- **TEXTABSCHNITT**:

Welchen Anlaß hatten damals diese studentischen Revolutionäre im Geiste von Liberalität und Einheit zu diesem einzigartigen Ansprung? Was trieb so viele junge akademische Eliten quer durch deutsche Lande an? Welche Motive hatten ihre Herzen entflammt, ihren Geist mit einem revolutionären Impetus bewegt und welche mentale Verfassung hatte sie unter einer Idee versammelt?
An der Schwelle zum 19. Jahrhundert schlossen sich die Anhänger von F.L. Jahn, der Lichtgestalt der Turnerbewegung und als Turnvater Jahn in aller Munde sowie andere, von der Freiheitsidee begeisterte Studenten aus Lützhofs Freikorps in Jena zur 1. und nunmehr organisierten Burschenschaft zusammen. Ihre Farben: Schwarz, Rot und Gold wurden alsbald zu den deutschen Nationalfarben bis heute. Der damals als revolutionär empfundene studentische Ruf nach geistiger Freiheit und staatlicher Einigung Deutschlands wurde auf dem Wartburgfest zum Programm und Symbol für künftiges politisches Denken in unserem Lande. Getragen war diese Hochstimmung durch das Aufklärungspostulat von Immanuel Kant, sich seines Verstandes zu bedienen und von Bevormundung durch Kirche und staatliche Administrationen unabhängig zu machen.
Der Geist der Wartburg ist die Wiege des deutschen Einheitsbewußtseins
Hier in Eisenach auf der Wartburg stand die Wiege des späteren liberalen Geistes, dem wir verbunden mit dem Geist der oberitalienischen (christlich geprägten) Renaissance die Leitideen unseres Grundgesetzes verdanken. Hier keimte der freiheitliche Geist der Frankfurter Paulskirche auf und legte Zeugnis ab für die Staatsphilosophie von Immanuel Kant. Hier stand die Wiege des nationalen deutschen Einheitsgefühls.
Der Geist der Wartburg, die allgemeine Sehnsucht nach Einheit und Freiheit zum Frieden der Völker hatte die deutsche Seele ergriffen. Erstmals kam so etwas wie ein Nationalgefühl auf, das den Stolz und das Streben nach Harmonie in sich vereinte, wie abertausende 1989 in Leipzig dieses nationale Einheitsgefühl skandierten: Wir sind das Volk!
Höhepunkt dieser emphatisch-freiheitlichen Bewegung war kurze Zeit danach bekanntlich der Deputiertenkonkress, die Nationalversammlung 1848 in der Frankfurter Paulskirche. An dieser Veranstaltung nahmen mehr als 150 Burschenschaftler, ehemalige Akteure des Wartburgfestes, nunmehr als politische Gesandte anwesend, teil.

- **GESTELLTE AUFGABE 1**: Suche aus den Einträgen jede Zeile heraus, in der die Zeichenfolge „nose“ vorkommt, und gib diese Zeilen wieder.
Der Textabschnitt und die Einträge stehen in keinem inhaltlichen Zusammenhang.

- **EINGABEMATERIAL**:
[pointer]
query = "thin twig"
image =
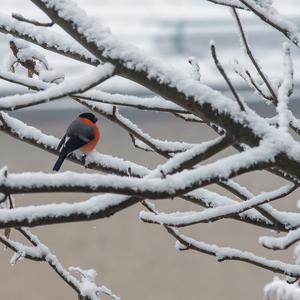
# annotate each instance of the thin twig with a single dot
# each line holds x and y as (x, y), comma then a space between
(222, 71)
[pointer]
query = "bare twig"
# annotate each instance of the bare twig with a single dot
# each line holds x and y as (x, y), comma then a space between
(221, 70)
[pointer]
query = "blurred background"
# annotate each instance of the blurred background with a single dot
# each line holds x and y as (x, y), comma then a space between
(135, 260)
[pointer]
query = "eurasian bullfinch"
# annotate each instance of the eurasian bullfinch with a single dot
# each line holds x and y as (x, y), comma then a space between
(83, 134)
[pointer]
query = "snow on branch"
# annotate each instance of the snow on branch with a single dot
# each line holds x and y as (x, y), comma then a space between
(19, 17)
(171, 186)
(154, 103)
(280, 289)
(108, 111)
(94, 160)
(273, 18)
(202, 101)
(266, 210)
(47, 39)
(86, 288)
(164, 148)
(226, 253)
(280, 243)
(63, 89)
(210, 215)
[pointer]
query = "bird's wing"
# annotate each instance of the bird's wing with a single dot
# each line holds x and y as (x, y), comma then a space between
(62, 141)
(81, 130)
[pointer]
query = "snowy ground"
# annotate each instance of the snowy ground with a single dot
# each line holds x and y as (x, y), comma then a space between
(173, 31)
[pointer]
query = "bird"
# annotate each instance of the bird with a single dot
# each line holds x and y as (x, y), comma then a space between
(82, 133)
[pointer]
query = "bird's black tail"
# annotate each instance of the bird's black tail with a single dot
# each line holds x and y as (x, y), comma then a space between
(59, 161)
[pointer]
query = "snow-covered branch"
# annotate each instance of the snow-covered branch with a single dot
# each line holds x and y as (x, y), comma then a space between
(67, 87)
(95, 160)
(171, 186)
(271, 17)
(47, 39)
(210, 215)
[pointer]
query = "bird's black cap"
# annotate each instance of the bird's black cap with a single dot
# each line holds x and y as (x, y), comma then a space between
(89, 116)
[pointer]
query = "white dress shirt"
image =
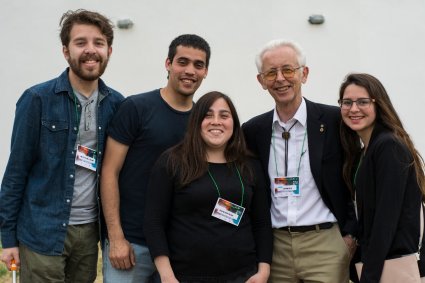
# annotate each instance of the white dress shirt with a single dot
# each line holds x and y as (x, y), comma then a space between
(308, 208)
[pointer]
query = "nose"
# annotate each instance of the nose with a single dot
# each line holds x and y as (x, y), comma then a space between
(279, 75)
(216, 120)
(89, 48)
(354, 106)
(190, 69)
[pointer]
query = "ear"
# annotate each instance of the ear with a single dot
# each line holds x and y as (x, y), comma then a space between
(262, 81)
(65, 52)
(306, 70)
(167, 64)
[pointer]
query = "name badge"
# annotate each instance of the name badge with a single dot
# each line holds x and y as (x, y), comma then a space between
(86, 157)
(228, 211)
(286, 186)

- **GESTELLTE AUFGABE 2**: Entscheide für jede Aussage mit Ja oder Nein, ob sie zum Textabschnitt passt, und belege dies mit den maßgeblichen Worten daraus im genauen Wortlaut: (a) Die Farben der Burschenschaft waren Schwarz, Rot und Gold. (b) An der Nationalversammlung 1848 nahmen weniger als 100 Burschenschaftler teil. (c) Die Hochstimmung wurde vom Aufklärungspostulat Immanuel Kants getragen.

- **ERGEBNIS DER ÜBUNG 1**:
query = "nose"
# annotate each instance of the nose with a single dot

- **ERGEBNIS DER ÜBUNG 2**:
(a) Ja: „Ihre Farben: Schwarz, Rot und Gold“
(b) Nein: „An dieser Veranstaltung nahmen mehr als 150 Burschenschaftler“
(c) Ja: „Getragen war diese Hochstimmung durch das Aufklärungspostulat von Immanuel Kant“